Objective:
Everything in the data should be repeated exactly, save for the images.

Data section:
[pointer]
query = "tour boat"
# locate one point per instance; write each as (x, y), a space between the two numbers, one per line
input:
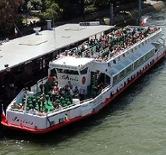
(86, 78)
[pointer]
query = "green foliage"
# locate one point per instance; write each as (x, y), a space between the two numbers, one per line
(51, 10)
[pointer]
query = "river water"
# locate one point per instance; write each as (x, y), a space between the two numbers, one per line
(134, 124)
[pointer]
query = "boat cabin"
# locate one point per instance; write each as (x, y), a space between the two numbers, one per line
(72, 71)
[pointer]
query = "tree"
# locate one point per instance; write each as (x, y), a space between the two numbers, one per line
(8, 15)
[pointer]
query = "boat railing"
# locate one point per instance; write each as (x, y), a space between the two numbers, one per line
(134, 45)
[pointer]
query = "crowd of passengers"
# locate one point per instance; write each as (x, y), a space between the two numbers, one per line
(114, 42)
(52, 94)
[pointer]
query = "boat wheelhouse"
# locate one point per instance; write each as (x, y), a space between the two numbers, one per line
(86, 78)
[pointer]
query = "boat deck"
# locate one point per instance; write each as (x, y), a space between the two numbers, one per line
(112, 44)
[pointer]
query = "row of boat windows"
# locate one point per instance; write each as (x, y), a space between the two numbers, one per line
(124, 73)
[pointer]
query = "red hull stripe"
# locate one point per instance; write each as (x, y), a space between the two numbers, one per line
(67, 122)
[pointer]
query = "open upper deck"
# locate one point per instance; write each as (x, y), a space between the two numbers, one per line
(21, 50)
(115, 43)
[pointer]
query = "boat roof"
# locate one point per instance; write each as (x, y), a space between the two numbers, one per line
(24, 49)
(70, 62)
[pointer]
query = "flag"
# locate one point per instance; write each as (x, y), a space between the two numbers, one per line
(3, 116)
(143, 21)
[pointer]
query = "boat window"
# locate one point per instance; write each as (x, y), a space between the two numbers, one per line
(84, 71)
(66, 71)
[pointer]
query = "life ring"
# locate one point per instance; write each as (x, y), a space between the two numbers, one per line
(83, 80)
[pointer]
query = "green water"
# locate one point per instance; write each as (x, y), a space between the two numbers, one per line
(134, 124)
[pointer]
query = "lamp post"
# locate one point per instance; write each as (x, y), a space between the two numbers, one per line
(139, 10)
(111, 14)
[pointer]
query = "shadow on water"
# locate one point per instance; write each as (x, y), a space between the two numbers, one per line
(87, 124)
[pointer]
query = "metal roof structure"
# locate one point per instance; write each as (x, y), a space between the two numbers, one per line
(23, 49)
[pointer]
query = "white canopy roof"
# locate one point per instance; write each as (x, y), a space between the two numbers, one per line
(20, 50)
(71, 62)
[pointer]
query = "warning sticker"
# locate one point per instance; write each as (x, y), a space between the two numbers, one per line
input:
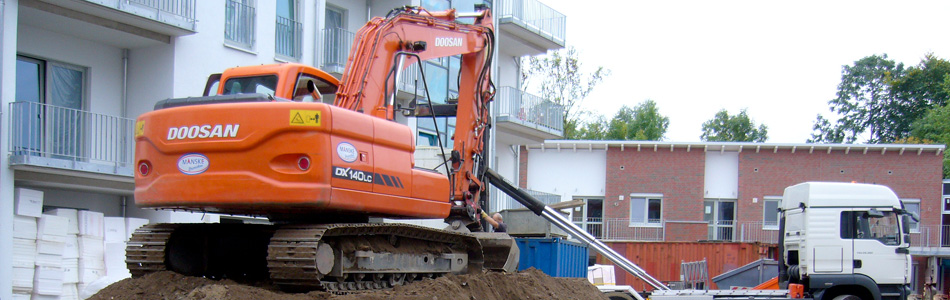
(139, 128)
(304, 117)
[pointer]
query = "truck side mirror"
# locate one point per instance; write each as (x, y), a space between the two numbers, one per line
(905, 224)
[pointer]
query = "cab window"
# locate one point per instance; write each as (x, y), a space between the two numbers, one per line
(307, 84)
(862, 225)
(266, 84)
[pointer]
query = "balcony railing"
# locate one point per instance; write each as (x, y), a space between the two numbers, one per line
(64, 134)
(181, 8)
(757, 231)
(289, 38)
(536, 16)
(501, 201)
(336, 43)
(619, 229)
(239, 24)
(178, 13)
(526, 108)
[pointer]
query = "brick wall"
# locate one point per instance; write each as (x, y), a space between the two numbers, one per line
(677, 175)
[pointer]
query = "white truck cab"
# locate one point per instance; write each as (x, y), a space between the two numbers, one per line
(845, 241)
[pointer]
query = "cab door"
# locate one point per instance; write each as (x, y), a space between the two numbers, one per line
(876, 242)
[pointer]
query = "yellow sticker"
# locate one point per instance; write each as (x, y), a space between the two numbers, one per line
(304, 117)
(139, 128)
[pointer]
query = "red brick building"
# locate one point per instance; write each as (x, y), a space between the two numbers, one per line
(670, 192)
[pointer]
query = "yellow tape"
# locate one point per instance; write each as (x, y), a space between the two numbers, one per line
(305, 117)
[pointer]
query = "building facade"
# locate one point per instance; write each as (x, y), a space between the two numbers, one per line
(686, 192)
(76, 74)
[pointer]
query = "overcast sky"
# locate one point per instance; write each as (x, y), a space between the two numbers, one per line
(780, 59)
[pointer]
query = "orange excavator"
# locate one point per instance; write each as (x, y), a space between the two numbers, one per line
(265, 144)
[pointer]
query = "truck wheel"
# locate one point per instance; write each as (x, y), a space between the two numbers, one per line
(618, 296)
(847, 297)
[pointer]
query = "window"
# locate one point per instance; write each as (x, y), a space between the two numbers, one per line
(646, 210)
(239, 20)
(249, 85)
(337, 41)
(307, 84)
(48, 114)
(289, 35)
(913, 205)
(445, 126)
(770, 214)
(863, 225)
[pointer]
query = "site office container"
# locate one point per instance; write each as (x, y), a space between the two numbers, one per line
(555, 256)
(662, 260)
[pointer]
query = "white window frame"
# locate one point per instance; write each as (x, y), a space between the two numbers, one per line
(914, 229)
(251, 46)
(766, 212)
(646, 210)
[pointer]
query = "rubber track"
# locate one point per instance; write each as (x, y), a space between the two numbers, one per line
(292, 251)
(145, 252)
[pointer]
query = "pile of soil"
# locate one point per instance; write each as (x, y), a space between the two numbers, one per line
(528, 284)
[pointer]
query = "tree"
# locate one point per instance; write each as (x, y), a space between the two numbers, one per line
(933, 128)
(921, 88)
(862, 100)
(643, 123)
(878, 100)
(593, 130)
(561, 80)
(738, 128)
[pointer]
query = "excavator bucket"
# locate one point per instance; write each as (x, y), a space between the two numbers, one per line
(500, 251)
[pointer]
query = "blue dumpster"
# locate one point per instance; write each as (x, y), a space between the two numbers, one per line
(556, 256)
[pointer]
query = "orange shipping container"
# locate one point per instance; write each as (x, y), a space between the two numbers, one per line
(662, 259)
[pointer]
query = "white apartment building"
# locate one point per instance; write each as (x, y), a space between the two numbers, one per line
(76, 73)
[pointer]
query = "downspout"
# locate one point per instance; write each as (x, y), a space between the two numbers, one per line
(125, 83)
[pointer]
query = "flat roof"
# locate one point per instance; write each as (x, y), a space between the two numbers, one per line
(737, 146)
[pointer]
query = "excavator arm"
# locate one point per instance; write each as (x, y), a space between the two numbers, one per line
(384, 48)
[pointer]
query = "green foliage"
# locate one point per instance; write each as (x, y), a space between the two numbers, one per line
(728, 128)
(934, 127)
(863, 102)
(641, 123)
(561, 80)
(878, 100)
(593, 130)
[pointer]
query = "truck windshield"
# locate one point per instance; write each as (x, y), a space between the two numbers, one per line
(884, 229)
(249, 85)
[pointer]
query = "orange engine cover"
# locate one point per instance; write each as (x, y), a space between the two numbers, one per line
(268, 158)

Problem solution:
[pointer]
query = "tour boat"
# locate one point per instance; write each as (x, y), a space between the two numbers, one per line
input:
(86, 78)
[pointer]
query = "green foliage"
# locate one point per instance; write each as (x, y), a space between the two numbers, one per line
(51, 10)
[pointer]
query = "river water"
# locate one point per instance; write each as (x, y), a space between the two numbers, one per line
(134, 124)
[pointer]
query = "boat cabin"
# locate one point per instance; write each as (x, y), a space between the two numbers, one per line
(72, 71)
[pointer]
query = "tree"
# locate one point per instance; write each as (x, y), a space between the two numbers, one per line
(8, 15)
[pointer]
query = "boat railing"
# locate one point per instance; write each as (x, y), a space between the two numbers, one per line
(134, 45)
[pointer]
query = "crowd of passengers"
# locate one point per instance; write each as (x, y), a space between the two numbers, one per line
(114, 42)
(52, 94)
[pointer]
query = "boat wheelhouse"
# locate one point per instance; write each as (x, y), a space between the two numbers, one per line
(86, 78)
[pointer]
query = "boat deck"
# locate one point per instance; write each as (x, y), a space between the two numbers, one per line
(112, 44)
[pointer]
query = "row of boat windows"
# locate one point per instance; write each as (x, y), a space between the two numbers, one per line
(124, 73)
[pointer]
query = "red hull stripe"
# locate one point per instance; write each as (x, y), a space between the two numbers, one per line
(67, 122)
[pointer]
query = "open upper deck"
# locate one point per instance; write each as (x, y), a space between the two numbers, one per line
(21, 50)
(115, 43)
[pointer]
query = "boat roof"
# locate one point per instance; write each as (x, y), a space between the two numbers, one per line
(24, 49)
(70, 62)
[pointer]
query = "flag"
# locate one point per instance; write each as (x, y), a space between the two numbers, one per line
(3, 116)
(143, 21)
[pointer]
query = "boat window"
# locate one point per instance; write each as (x, y), a space between the two numbers, one per line
(84, 71)
(66, 71)
[pointer]
query = "life ring"
# locate one point per instance; write each as (x, y), a space between the two numbers, one per line
(83, 80)
[pointer]
query = "green water"
# locate one point per instance; write each as (x, y), a space between the two numbers, one per line
(134, 124)
[pointer]
query = "lamp post"
# locate one point per instance; write each as (x, y), a space between the two numbers, one per line
(139, 10)
(111, 14)
[pointer]
query = "shadow on water"
# locate one point per instance; write each as (x, y), a space between the two numbers, one per line
(87, 124)
[pointer]
query = "metal roof structure"
# locate one point per instance; write each as (x, y), a space between the two numbers, one per line
(23, 49)
[pointer]
query = "white canopy roof"
# locate one point per instance; write each as (x, y), a space between the two numbers, one per line
(20, 50)
(71, 62)
[pointer]
query = "warning sticker"
# locate one point per instance; write each as (x, y), a space between the two numbers, one per line
input:
(139, 128)
(304, 117)
[pointer]
query = "truck side mirror"
# locate one point per instance; write each as (x, y), a space between the two numbers, one per line
(905, 224)
[pointer]
query = "cab window"
# locate one point per instance; write each as (x, y), a space between the two numbers, one per line
(307, 84)
(862, 225)
(266, 84)
[pointer]
query = "balcony railing"
# locate one point per instance; write each as (x, y), a space between the two numbers, one per line
(64, 134)
(181, 8)
(757, 231)
(289, 38)
(536, 16)
(501, 201)
(336, 43)
(619, 229)
(239, 24)
(178, 13)
(526, 108)
[pointer]
query = "brick wall"
# locate one point per instance; write each as (x, y), a space between the two numbers, one per line
(677, 175)
[pointer]
query = "white truck cab"
# locate one point per instance; write each as (x, y), a space between the two numbers, one per line
(845, 241)
[pointer]
query = "cab door"
# locate one point per instance; write each as (x, y), a space between the two numbers, one per line
(876, 242)
[pointer]
query = "yellow sticker"
# locate one point per instance; write each as (x, y), a space between the two numbers, one per line
(304, 117)
(139, 128)
[pointer]
query = "red brick building"
# locate one point per instance; write each as (x, y), a space between the two numbers, one per line
(670, 192)
[pointer]
query = "yellow tape"
# locate one point per instance; write each as (x, y), a space between the two numbers, one per line
(305, 117)
[pointer]
query = "building facade"
# locate one point per instance; write each as (x, y), a space between the two numbers, one per line
(686, 192)
(76, 74)
[pointer]
query = "overcast sky"
# locate one point per instance; write each as (x, y), a space between the two numbers, one per line
(780, 59)
[pointer]
query = "orange excavator"
# locate one point per instance; write each as (x, y), a space between the two numbers, one per line
(265, 144)
[pointer]
query = "truck wheel"
# locate one point per instance; write each as (x, y), a space between the two numbers, one per line
(618, 296)
(847, 297)
[pointer]
query = "window"
# locate one point per instance; write each as (x, y), a space between the two numbers, one per line
(646, 210)
(239, 20)
(249, 85)
(337, 41)
(307, 84)
(48, 114)
(289, 35)
(913, 205)
(445, 126)
(770, 214)
(863, 225)
[pointer]
query = "site office container"
# locate one point per instance; write each as (x, y), a space between the two numbers, one per line
(555, 256)
(662, 260)
[pointer]
query = "white window frame"
# locate one point per instance; write each as (x, y), a space between the two numbers, one per line
(914, 229)
(251, 46)
(766, 212)
(646, 210)
[pointer]
query = "rubber track"
# locate one point per instance; write each as (x, y), a space between the two numbers, one per line
(292, 251)
(145, 252)
[pointer]
query = "pile of soil"
# locate one point per instance; write each as (x, y), a space between the two numbers, one per line
(528, 284)
[pointer]
query = "tree"
# locate one point per instance; write each as (x, y), a space between the two numbers, one per line
(933, 128)
(921, 88)
(862, 100)
(643, 123)
(878, 100)
(593, 130)
(561, 80)
(738, 128)
[pointer]
query = "excavator bucket"
# locate one point per instance; write each as (x, y), a space between the two numbers, one per line
(500, 251)
[pointer]
query = "blue dumpster"
# locate one point per instance; write each as (x, y), a space between the two numbers, one per line
(556, 256)
[pointer]
query = "orange shipping container"
# locate one point per instance; write each as (x, y), a space between the two numbers, one per line
(662, 259)
[pointer]
query = "white apartment building"
# locate one point per instance; write each as (x, y), a space between the two numbers, one per line
(76, 73)
[pointer]
query = "downspout"
# locate one point per instance; write each as (x, y), a space between the two numbers, one per line
(125, 83)
[pointer]
query = "flat roof"
# locate one point per instance; write each as (x, y), a space between the two numbers, one per line
(737, 146)
[pointer]
query = "excavator arm"
# locate one point per instance; write each as (x, y), a space between the two numbers, one per line
(384, 48)
[pointer]
query = "green foliage"
# locate one point per instance; write each as (x, y), a space between the two numbers, one per line
(728, 128)
(934, 127)
(863, 102)
(641, 123)
(561, 80)
(878, 100)
(593, 130)
[pointer]
query = "truck windshield"
# locate one point per instance; write each as (x, y), a space between the two numbers, one per line
(884, 229)
(249, 85)
[pointer]
query = "orange engine cover"
# locate one point per instance; write each as (x, y), a space between the two numbers, one per line
(268, 158)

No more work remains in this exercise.